Write out each line exactly as it stands, please.

**** EXERCISE INPUTS ****

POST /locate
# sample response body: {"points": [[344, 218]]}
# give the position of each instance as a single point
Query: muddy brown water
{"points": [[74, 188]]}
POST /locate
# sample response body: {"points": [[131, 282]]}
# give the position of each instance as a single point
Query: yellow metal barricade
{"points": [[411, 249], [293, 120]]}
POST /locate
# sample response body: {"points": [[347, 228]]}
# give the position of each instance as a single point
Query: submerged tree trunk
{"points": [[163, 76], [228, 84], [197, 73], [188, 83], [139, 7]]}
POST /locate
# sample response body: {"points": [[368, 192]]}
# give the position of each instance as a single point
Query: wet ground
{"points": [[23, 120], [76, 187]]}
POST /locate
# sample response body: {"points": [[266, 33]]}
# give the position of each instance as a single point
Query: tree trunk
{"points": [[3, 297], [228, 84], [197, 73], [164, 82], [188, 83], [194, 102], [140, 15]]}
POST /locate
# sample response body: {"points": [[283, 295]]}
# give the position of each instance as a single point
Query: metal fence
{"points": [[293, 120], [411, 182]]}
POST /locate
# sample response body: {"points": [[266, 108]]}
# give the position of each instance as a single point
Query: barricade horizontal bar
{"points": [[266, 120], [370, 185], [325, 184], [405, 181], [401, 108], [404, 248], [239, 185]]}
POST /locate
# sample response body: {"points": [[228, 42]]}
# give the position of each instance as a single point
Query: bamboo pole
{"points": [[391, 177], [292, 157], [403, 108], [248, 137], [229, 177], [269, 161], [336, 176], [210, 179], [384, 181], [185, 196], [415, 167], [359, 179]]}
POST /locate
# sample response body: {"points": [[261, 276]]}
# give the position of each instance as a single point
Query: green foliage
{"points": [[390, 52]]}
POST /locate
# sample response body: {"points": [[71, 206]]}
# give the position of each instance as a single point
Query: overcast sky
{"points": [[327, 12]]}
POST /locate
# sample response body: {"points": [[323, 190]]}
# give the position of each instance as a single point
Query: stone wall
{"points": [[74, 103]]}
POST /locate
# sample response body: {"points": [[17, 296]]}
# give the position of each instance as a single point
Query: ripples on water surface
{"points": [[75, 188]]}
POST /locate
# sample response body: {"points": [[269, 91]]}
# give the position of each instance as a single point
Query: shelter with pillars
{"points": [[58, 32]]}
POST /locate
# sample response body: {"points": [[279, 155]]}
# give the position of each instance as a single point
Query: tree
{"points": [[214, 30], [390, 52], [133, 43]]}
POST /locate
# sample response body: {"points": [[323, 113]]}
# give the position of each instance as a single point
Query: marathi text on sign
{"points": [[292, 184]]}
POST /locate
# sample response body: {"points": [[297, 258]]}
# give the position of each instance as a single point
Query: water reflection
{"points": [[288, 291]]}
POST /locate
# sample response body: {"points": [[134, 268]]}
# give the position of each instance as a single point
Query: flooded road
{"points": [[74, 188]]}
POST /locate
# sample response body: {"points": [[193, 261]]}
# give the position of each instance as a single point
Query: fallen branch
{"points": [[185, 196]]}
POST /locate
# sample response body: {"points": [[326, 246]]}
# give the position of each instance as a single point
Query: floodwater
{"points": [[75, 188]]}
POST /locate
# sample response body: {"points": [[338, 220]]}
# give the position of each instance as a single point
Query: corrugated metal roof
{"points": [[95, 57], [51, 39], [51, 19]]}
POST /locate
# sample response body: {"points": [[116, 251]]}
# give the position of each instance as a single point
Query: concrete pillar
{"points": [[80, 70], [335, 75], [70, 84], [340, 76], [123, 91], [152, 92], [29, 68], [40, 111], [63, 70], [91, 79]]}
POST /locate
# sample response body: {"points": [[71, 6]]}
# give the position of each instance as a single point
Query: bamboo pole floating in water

****

**IN RESPONSE:**
POST /locate
# sample response body: {"points": [[344, 218]]}
# give the position of each instance as a single point
Query: muddy brown water
{"points": [[74, 188]]}
POST /locate
# sample response body: {"points": [[131, 282]]}
# give the position of each instance as a single point
Query: yellow metal barricade
{"points": [[411, 249], [293, 120]]}
POST /locate
# sample response body: {"points": [[347, 228]]}
# give the position of each instance as a single point
Query: submerged tree trunk
{"points": [[163, 76], [228, 84], [197, 73], [188, 83], [139, 7]]}
POST /locate
# sample response body: {"points": [[368, 192]]}
# give the position of each instance as a single point
Query: wet ground
{"points": [[23, 120], [76, 187]]}
POST /locate
# sample response body: {"points": [[266, 33]]}
# give the position of each instance as a single point
Query: tree trunk
{"points": [[3, 297], [228, 84], [197, 73], [164, 82], [188, 83], [194, 102], [140, 15]]}
POST /locate
# sample response body: {"points": [[283, 295]]}
# give the position of each instance as a single point
Query: metal fence
{"points": [[293, 120], [411, 182]]}
POST /locate
# sample response body: {"points": [[266, 108]]}
# give the position of each instance as a single point
Query: barricade horizontal bar
{"points": [[266, 120], [370, 185], [325, 184], [405, 181], [401, 108], [404, 248], [239, 185]]}
POST /locate
# sample response body: {"points": [[228, 42]]}
# give the position of each instance as a single point
Query: bamboo pole
{"points": [[391, 177], [292, 157], [403, 108], [248, 137], [229, 177], [269, 161], [336, 176], [210, 179], [384, 181], [185, 196], [415, 167], [359, 179]]}
POST /locate
# sample response body: {"points": [[261, 276]]}
# give the position of each instance as a single point
Query: green foliage
{"points": [[390, 52]]}
POST /locate
# sample response body: {"points": [[71, 206]]}
# give the position of each instance as a single point
Query: overcast sky
{"points": [[327, 12]]}
POST /locate
# sample response body: {"points": [[323, 190]]}
# give the position of each instance as a single point
Query: stone wall
{"points": [[74, 103]]}
POST /locate
# sample response body: {"points": [[17, 296]]}
# give the position of each instance as a single point
Query: ripples on water surface
{"points": [[75, 188]]}
POST /locate
# sample response body: {"points": [[269, 91]]}
# give the position of each instance as a single point
Query: shelter with pillars
{"points": [[58, 32]]}
POST /locate
# sample response body: {"points": [[279, 155]]}
# give the position of each instance as a single point
Query: tree
{"points": [[214, 30], [390, 52], [133, 43]]}
POST /locate
# sample response body: {"points": [[323, 113]]}
# give the position of each instance as a single point
Query: marathi text on sign
{"points": [[292, 184]]}
POST /locate
# sample response body: {"points": [[297, 258]]}
# give the position of each instance as a single point
Query: water reflection
{"points": [[288, 291]]}
POST /locate
# sample response body: {"points": [[134, 268]]}
# give the position of each instance as a single point
Query: flooded road
{"points": [[74, 188]]}
POST /locate
# sample response body: {"points": [[193, 261]]}
# give the position of each instance as a single point
Query: fallen branch
{"points": [[185, 196]]}
POST /locate
# sample response body: {"points": [[326, 246]]}
# give the position of each instance as a single point
Query: floodwater
{"points": [[75, 188]]}
POST /locate
# sample response body: {"points": [[338, 220]]}
# give the position of each instance as a single point
Query: corrugated metal roof
{"points": [[95, 57], [51, 39], [51, 19]]}
POST /locate
# sample response body: {"points": [[116, 251]]}
# give the position of each instance as a single point
Query: concrete pillar
{"points": [[80, 70], [335, 75], [70, 84], [340, 76], [123, 91], [152, 92], [29, 68], [40, 111], [63, 70], [91, 79]]}
POST /locate
# sample response body: {"points": [[71, 6]]}
# give the position of each instance as a single point
Query: bamboo pole floating in water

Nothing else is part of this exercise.